_Problem requirements_:
Repeat precisely, and only, the lines between the line containing "Pin every instance of the purple shirt." and the end of the listing below, both ends included.

_Data entries_:
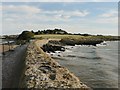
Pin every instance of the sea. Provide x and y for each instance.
(97, 67)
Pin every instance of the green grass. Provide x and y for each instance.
(58, 36)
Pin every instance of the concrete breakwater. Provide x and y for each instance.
(41, 71)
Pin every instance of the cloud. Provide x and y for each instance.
(28, 14)
(21, 9)
(112, 13)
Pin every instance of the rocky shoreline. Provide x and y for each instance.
(41, 71)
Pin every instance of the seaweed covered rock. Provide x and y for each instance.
(52, 48)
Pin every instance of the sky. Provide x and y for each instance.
(74, 17)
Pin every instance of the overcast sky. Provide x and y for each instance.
(75, 17)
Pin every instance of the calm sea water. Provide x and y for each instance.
(97, 66)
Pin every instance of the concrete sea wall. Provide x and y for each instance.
(41, 71)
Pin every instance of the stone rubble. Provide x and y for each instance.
(42, 71)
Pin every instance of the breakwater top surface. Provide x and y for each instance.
(42, 71)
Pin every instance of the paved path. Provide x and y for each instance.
(12, 66)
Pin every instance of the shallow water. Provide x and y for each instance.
(95, 66)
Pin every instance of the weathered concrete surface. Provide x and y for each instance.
(42, 71)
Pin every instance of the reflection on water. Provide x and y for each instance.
(95, 66)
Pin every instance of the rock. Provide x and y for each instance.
(43, 72)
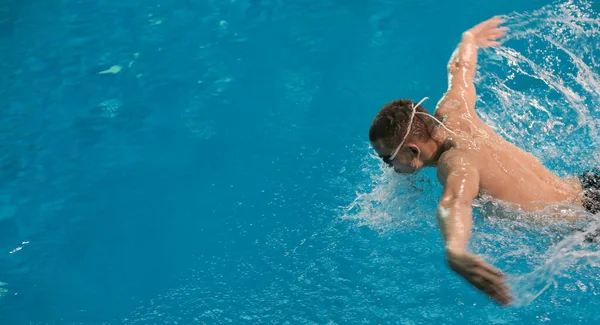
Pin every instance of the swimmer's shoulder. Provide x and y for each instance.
(456, 158)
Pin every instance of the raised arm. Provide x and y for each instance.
(461, 185)
(463, 64)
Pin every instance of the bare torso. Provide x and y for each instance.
(507, 173)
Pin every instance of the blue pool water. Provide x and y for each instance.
(207, 161)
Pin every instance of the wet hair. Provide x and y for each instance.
(392, 120)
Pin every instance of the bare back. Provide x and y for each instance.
(506, 172)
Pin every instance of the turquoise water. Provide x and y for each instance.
(207, 162)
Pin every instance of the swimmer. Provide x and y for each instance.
(471, 160)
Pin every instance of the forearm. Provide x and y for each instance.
(464, 59)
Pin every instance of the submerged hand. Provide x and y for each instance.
(486, 33)
(480, 274)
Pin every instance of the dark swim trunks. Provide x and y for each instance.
(590, 180)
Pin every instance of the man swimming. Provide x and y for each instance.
(471, 160)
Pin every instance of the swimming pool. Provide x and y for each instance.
(206, 162)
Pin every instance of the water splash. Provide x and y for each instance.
(541, 91)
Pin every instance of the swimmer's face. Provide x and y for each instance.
(407, 161)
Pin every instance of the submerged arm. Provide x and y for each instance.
(463, 64)
(455, 218)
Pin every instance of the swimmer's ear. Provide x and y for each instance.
(414, 150)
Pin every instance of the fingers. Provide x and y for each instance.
(484, 277)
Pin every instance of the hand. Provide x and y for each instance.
(480, 274)
(486, 33)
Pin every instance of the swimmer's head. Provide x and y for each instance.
(390, 129)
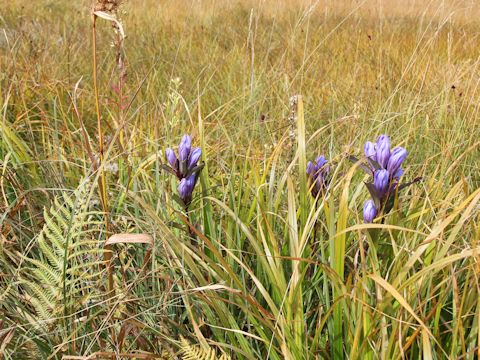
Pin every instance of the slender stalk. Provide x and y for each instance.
(102, 185)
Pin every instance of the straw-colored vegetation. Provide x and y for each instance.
(256, 268)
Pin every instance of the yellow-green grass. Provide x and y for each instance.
(263, 271)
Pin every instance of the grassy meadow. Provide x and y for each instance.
(103, 255)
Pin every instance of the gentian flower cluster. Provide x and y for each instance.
(318, 172)
(185, 167)
(385, 166)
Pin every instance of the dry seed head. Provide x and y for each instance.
(107, 5)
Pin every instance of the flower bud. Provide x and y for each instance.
(194, 157)
(184, 147)
(171, 157)
(383, 150)
(185, 188)
(381, 181)
(369, 211)
(397, 157)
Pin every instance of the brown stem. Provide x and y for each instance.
(102, 185)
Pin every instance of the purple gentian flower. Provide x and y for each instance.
(397, 157)
(185, 167)
(381, 179)
(184, 147)
(185, 188)
(369, 211)
(194, 157)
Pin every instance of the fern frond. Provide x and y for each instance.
(68, 259)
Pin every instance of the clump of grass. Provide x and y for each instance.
(258, 268)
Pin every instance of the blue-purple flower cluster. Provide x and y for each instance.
(386, 168)
(185, 167)
(318, 172)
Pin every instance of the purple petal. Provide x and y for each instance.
(397, 157)
(381, 181)
(383, 150)
(184, 147)
(171, 157)
(194, 157)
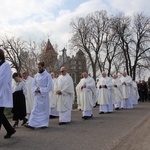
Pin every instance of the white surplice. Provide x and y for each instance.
(65, 100)
(87, 95)
(6, 86)
(117, 92)
(135, 93)
(40, 114)
(127, 92)
(78, 92)
(105, 95)
(53, 100)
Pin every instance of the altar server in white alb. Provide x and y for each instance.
(105, 94)
(65, 93)
(135, 93)
(5, 94)
(117, 92)
(87, 95)
(53, 99)
(127, 90)
(78, 92)
(42, 85)
(29, 95)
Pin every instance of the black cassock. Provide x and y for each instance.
(19, 105)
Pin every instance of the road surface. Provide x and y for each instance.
(120, 130)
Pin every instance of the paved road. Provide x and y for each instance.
(120, 130)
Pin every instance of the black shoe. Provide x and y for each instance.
(63, 123)
(101, 112)
(87, 117)
(8, 135)
(16, 124)
(44, 127)
(27, 126)
(24, 121)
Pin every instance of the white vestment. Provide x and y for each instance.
(78, 93)
(6, 86)
(135, 93)
(65, 100)
(117, 92)
(105, 94)
(40, 114)
(29, 95)
(53, 100)
(127, 92)
(87, 95)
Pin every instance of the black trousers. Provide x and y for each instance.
(4, 121)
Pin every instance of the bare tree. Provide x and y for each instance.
(14, 49)
(141, 43)
(88, 35)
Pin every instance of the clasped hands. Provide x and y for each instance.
(83, 86)
(123, 83)
(38, 90)
(102, 86)
(58, 92)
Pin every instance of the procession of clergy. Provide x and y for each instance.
(49, 97)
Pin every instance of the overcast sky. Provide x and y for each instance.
(37, 20)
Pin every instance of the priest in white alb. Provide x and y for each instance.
(78, 93)
(29, 95)
(135, 93)
(117, 92)
(53, 99)
(105, 94)
(42, 85)
(65, 95)
(127, 90)
(87, 95)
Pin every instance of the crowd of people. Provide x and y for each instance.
(36, 100)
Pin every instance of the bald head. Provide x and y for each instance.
(63, 71)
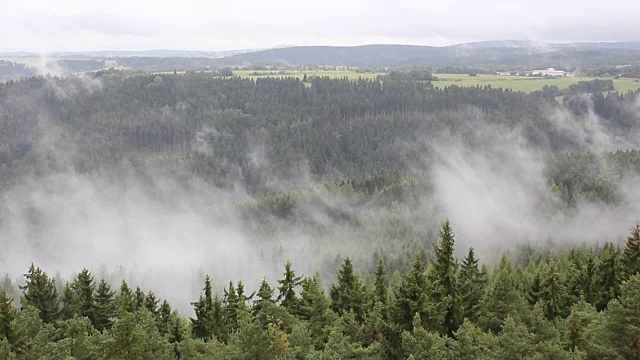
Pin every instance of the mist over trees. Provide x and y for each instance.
(580, 303)
(285, 219)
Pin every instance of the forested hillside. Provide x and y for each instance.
(489, 54)
(576, 304)
(151, 181)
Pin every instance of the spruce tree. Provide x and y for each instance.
(553, 292)
(631, 255)
(443, 278)
(287, 289)
(200, 324)
(348, 294)
(232, 308)
(381, 284)
(472, 284)
(265, 295)
(151, 303)
(83, 287)
(7, 315)
(69, 303)
(609, 276)
(40, 292)
(126, 299)
(104, 306)
(164, 317)
(139, 298)
(621, 329)
(502, 298)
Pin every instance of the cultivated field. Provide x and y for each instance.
(26, 61)
(255, 74)
(523, 83)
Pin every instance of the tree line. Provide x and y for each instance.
(580, 303)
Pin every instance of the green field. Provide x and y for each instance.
(27, 61)
(523, 83)
(335, 74)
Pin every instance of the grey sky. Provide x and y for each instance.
(45, 25)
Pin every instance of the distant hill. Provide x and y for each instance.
(490, 53)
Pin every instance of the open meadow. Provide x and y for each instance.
(524, 83)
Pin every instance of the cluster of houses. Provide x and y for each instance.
(546, 72)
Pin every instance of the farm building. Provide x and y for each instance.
(551, 72)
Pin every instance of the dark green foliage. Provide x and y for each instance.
(552, 293)
(348, 295)
(443, 279)
(381, 284)
(126, 299)
(40, 292)
(609, 276)
(83, 287)
(631, 255)
(287, 289)
(7, 315)
(104, 306)
(472, 282)
(558, 321)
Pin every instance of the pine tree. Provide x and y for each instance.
(177, 331)
(83, 287)
(501, 299)
(420, 344)
(443, 278)
(472, 343)
(126, 299)
(553, 292)
(315, 309)
(139, 298)
(129, 338)
(631, 255)
(609, 274)
(5, 350)
(69, 303)
(265, 295)
(515, 341)
(622, 321)
(7, 315)
(104, 306)
(232, 307)
(151, 303)
(40, 292)
(164, 317)
(381, 284)
(200, 324)
(348, 294)
(472, 284)
(287, 289)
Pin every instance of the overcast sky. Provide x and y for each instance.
(47, 25)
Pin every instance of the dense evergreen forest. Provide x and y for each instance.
(576, 304)
(349, 178)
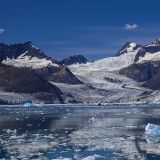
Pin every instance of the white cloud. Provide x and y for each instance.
(2, 30)
(130, 26)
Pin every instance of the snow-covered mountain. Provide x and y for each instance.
(132, 75)
(118, 79)
(25, 55)
(26, 70)
(76, 59)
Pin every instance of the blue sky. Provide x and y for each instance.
(94, 28)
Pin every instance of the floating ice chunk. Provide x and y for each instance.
(152, 129)
(152, 133)
(31, 105)
(89, 158)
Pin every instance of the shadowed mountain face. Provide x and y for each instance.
(16, 55)
(24, 80)
(77, 59)
(128, 47)
(148, 73)
(15, 50)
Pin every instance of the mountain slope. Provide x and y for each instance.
(76, 59)
(24, 80)
(25, 55)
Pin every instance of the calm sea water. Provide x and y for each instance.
(110, 132)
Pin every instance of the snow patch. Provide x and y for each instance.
(30, 62)
(150, 57)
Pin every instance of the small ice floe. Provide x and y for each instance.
(99, 104)
(31, 105)
(89, 158)
(152, 133)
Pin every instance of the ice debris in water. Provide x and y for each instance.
(152, 129)
(30, 105)
(152, 133)
(89, 158)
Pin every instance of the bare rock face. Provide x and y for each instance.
(76, 59)
(148, 73)
(22, 50)
(24, 80)
(15, 50)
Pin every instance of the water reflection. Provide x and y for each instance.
(75, 132)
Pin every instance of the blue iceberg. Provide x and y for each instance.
(152, 133)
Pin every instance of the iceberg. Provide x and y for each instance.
(152, 133)
(30, 105)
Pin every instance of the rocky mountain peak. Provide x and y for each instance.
(128, 47)
(76, 59)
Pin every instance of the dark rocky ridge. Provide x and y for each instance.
(76, 59)
(148, 73)
(123, 50)
(15, 50)
(24, 80)
(152, 48)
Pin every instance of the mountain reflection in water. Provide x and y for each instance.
(107, 132)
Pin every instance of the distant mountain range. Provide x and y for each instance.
(28, 74)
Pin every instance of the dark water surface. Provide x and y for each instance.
(110, 132)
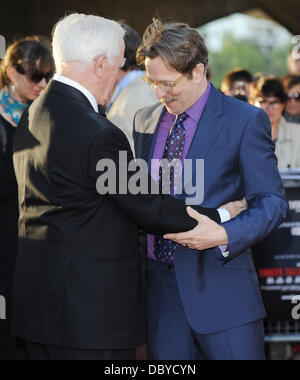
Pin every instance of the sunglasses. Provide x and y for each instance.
(35, 76)
(295, 96)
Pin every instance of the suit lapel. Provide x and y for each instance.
(155, 124)
(69, 91)
(209, 127)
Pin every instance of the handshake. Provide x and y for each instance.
(207, 234)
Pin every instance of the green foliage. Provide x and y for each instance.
(248, 55)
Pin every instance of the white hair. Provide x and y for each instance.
(82, 38)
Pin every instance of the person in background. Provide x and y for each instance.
(131, 92)
(292, 88)
(203, 292)
(293, 62)
(272, 98)
(237, 84)
(24, 73)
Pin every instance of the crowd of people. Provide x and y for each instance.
(26, 71)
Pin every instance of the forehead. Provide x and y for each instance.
(295, 88)
(158, 70)
(270, 98)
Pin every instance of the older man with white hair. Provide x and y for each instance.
(79, 287)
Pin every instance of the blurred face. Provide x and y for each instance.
(178, 92)
(293, 104)
(274, 108)
(28, 86)
(240, 88)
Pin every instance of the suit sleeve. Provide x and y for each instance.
(7, 176)
(156, 214)
(262, 186)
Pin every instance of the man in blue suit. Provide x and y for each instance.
(203, 292)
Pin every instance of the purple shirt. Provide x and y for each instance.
(191, 124)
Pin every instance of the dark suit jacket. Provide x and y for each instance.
(234, 140)
(78, 282)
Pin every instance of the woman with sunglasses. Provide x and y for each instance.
(292, 87)
(25, 71)
(272, 98)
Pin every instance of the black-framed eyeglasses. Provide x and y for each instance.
(295, 96)
(35, 76)
(166, 86)
(263, 103)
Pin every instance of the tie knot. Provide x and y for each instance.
(182, 117)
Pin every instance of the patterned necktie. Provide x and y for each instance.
(164, 249)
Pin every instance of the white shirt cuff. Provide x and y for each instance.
(224, 215)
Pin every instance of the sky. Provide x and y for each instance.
(245, 27)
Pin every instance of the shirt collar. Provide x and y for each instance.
(196, 110)
(79, 87)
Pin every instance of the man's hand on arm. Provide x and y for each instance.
(206, 235)
(235, 208)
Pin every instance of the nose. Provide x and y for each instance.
(159, 92)
(43, 83)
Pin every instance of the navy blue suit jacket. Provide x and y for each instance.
(234, 139)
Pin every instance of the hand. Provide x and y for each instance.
(206, 235)
(235, 208)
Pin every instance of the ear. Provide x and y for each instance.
(199, 73)
(11, 73)
(99, 65)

_Task answer_:
Pin every instance of the purple shirt. Provide x and y for each instance.
(191, 124)
Pin every instance of the dark suit jacket. Provide x and y for each instance.
(234, 140)
(78, 282)
Pin every instance of the woman with sunglasses. Provide x and y for each instance.
(292, 87)
(25, 71)
(272, 98)
Pin every instance of the black-framed eyeglasses. Provide x and y for each instance.
(295, 96)
(35, 76)
(166, 86)
(263, 103)
Pin every instance of the tie knot. Provide x and y for each instance.
(182, 117)
Pin every instance of the patterned necktie. Provide x and y for each instance.
(164, 249)
Pin every instance of the white shirt cuff. Provide x and y for each instance.
(224, 215)
Pin every instance of the sky. Provide x and y for each instance.
(245, 27)
Pin every instance of the shirt collar. Provide x and y for each instance.
(196, 110)
(79, 87)
Pin every instance of the man's hand on arm. Provide x and y for each instance.
(206, 235)
(235, 208)
Pin every instance of the nose. Provide x and y for each instance.
(159, 92)
(43, 83)
Pin every instance of the navy blue suit jacket. Provide x and y for each instance.
(234, 139)
Pin every instance of the hand. Provide x and y for each instance.
(206, 235)
(235, 208)
Pin every instance of the ear. Provide x and y for each instance.
(199, 73)
(11, 73)
(99, 65)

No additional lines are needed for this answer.